What to produce: Starting from the line in which "51L1243 61L1235 67V117L1298" appears, output every line down to the last line of the data below, exactly and without anything more.

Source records
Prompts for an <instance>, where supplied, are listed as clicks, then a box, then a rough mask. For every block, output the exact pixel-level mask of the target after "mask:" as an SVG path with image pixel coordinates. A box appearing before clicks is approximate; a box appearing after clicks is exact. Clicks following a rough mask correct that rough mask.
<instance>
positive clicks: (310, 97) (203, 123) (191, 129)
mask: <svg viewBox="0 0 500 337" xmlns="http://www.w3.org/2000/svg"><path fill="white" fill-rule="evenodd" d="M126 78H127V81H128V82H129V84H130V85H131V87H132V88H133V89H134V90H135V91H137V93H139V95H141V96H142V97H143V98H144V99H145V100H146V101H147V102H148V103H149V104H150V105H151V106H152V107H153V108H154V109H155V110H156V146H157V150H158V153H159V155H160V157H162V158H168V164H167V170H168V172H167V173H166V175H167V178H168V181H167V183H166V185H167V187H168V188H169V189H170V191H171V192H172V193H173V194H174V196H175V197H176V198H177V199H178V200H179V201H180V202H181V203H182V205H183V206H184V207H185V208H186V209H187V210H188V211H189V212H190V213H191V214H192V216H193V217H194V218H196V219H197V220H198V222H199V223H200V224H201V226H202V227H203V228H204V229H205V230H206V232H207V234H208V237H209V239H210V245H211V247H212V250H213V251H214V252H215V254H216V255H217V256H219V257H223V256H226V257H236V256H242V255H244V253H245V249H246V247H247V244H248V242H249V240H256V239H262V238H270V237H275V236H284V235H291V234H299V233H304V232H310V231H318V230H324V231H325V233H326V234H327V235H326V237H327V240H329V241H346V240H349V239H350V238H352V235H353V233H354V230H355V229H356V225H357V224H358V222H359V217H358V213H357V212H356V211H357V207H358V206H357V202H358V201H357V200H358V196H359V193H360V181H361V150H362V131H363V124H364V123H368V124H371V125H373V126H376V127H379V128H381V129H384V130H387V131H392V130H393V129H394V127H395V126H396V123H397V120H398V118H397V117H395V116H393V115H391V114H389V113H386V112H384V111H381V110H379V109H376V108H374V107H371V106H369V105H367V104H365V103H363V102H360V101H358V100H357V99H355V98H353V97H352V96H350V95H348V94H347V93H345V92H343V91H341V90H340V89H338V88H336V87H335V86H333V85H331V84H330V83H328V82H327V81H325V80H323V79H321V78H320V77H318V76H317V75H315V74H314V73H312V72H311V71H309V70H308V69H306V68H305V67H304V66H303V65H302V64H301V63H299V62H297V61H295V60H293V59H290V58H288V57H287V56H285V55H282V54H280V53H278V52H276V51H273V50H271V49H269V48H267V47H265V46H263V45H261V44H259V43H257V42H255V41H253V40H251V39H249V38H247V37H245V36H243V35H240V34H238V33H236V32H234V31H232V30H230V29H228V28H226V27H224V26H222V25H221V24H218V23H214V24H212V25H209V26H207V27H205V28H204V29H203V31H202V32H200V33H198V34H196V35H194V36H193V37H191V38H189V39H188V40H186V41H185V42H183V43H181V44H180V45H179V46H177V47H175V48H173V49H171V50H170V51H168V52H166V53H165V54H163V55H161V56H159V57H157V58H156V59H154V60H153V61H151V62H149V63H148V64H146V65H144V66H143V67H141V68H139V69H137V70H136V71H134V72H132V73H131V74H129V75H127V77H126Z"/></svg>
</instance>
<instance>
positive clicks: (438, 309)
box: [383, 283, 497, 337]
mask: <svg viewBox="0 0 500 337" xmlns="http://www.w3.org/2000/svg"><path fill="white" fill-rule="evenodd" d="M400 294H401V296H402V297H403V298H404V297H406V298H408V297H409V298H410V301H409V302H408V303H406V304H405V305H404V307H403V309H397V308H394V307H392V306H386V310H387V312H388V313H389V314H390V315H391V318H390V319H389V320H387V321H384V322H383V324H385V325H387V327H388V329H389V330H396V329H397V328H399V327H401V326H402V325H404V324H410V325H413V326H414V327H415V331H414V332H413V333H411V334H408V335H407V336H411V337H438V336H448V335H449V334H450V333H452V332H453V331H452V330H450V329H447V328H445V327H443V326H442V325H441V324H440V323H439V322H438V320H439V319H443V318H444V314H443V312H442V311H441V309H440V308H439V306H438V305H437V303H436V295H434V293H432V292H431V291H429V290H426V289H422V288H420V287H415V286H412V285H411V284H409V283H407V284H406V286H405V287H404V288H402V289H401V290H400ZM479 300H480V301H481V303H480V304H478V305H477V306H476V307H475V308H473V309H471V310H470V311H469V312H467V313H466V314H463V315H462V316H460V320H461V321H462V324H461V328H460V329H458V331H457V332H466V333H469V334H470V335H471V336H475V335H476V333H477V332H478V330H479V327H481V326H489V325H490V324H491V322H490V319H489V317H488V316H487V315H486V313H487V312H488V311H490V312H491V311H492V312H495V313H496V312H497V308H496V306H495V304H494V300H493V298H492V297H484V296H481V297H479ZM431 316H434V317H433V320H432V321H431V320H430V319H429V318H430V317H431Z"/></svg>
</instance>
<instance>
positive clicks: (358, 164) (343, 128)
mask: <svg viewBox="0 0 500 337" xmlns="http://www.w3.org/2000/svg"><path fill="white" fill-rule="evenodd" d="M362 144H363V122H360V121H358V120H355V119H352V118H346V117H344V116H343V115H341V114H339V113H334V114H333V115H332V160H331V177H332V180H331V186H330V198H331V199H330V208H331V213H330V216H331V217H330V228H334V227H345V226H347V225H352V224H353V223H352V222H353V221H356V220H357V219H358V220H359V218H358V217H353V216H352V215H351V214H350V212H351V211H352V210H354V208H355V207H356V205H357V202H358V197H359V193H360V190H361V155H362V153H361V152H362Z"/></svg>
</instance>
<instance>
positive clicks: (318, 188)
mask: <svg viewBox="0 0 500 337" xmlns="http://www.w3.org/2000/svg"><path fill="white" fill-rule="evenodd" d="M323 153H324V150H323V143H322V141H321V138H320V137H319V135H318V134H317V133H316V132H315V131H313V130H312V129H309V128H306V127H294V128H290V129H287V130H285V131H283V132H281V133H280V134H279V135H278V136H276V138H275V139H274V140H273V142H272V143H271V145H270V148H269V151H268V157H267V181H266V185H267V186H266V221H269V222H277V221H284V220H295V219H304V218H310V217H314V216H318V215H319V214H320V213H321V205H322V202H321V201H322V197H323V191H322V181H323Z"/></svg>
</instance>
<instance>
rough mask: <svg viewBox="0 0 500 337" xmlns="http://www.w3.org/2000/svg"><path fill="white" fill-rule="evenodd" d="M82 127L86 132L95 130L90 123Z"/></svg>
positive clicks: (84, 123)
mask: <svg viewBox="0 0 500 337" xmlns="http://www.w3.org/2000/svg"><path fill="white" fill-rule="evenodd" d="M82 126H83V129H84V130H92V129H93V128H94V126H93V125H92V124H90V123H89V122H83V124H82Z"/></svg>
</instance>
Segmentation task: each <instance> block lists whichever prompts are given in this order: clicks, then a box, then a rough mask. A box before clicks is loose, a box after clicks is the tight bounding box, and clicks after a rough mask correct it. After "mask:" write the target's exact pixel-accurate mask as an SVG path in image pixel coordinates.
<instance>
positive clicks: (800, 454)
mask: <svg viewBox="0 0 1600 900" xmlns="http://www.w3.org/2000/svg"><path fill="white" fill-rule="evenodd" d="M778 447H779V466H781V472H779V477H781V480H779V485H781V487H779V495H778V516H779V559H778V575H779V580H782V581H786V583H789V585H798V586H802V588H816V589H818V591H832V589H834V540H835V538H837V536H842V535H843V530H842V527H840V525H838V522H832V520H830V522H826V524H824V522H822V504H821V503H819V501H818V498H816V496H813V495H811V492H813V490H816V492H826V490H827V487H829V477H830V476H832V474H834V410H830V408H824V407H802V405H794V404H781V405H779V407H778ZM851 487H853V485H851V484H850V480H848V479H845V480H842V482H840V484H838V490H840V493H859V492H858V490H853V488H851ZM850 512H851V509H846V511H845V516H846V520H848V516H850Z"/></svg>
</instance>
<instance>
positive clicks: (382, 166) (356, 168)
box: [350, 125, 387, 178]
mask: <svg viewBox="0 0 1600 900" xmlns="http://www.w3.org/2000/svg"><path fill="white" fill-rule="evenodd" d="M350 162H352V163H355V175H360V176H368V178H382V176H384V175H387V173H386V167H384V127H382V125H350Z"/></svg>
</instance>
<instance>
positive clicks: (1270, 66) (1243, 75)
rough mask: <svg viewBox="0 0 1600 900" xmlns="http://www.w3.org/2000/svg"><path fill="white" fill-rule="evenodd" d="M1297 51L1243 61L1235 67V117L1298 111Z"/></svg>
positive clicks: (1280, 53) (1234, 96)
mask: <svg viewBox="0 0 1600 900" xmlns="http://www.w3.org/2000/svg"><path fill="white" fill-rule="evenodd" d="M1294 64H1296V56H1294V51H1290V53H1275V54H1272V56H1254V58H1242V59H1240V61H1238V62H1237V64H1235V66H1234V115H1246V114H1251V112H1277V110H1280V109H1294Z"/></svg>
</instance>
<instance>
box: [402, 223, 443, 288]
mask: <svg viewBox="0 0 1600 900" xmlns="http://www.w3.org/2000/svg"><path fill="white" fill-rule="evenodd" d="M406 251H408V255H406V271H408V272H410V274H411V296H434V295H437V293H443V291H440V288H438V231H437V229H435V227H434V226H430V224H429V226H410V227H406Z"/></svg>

Result of this task:
rough mask: <svg viewBox="0 0 1600 900" xmlns="http://www.w3.org/2000/svg"><path fill="white" fill-rule="evenodd" d="M1297 51L1243 61L1235 67V117L1298 111Z"/></svg>
positive clicks: (1280, 53) (1234, 96)
mask: <svg viewBox="0 0 1600 900" xmlns="http://www.w3.org/2000/svg"><path fill="white" fill-rule="evenodd" d="M1294 64H1296V56H1294V51H1290V53H1275V54H1272V56H1254V58H1242V59H1240V61H1238V62H1237V64H1235V66H1234V115H1246V114H1251V112H1277V110H1280V109H1294Z"/></svg>
</instance>
<instance>
box: [402, 223, 443, 288]
mask: <svg viewBox="0 0 1600 900" xmlns="http://www.w3.org/2000/svg"><path fill="white" fill-rule="evenodd" d="M406 251H408V255H406V271H408V272H410V274H411V296H434V295H437V293H443V291H440V288H438V231H437V229H435V227H434V226H430V224H429V226H410V227H406Z"/></svg>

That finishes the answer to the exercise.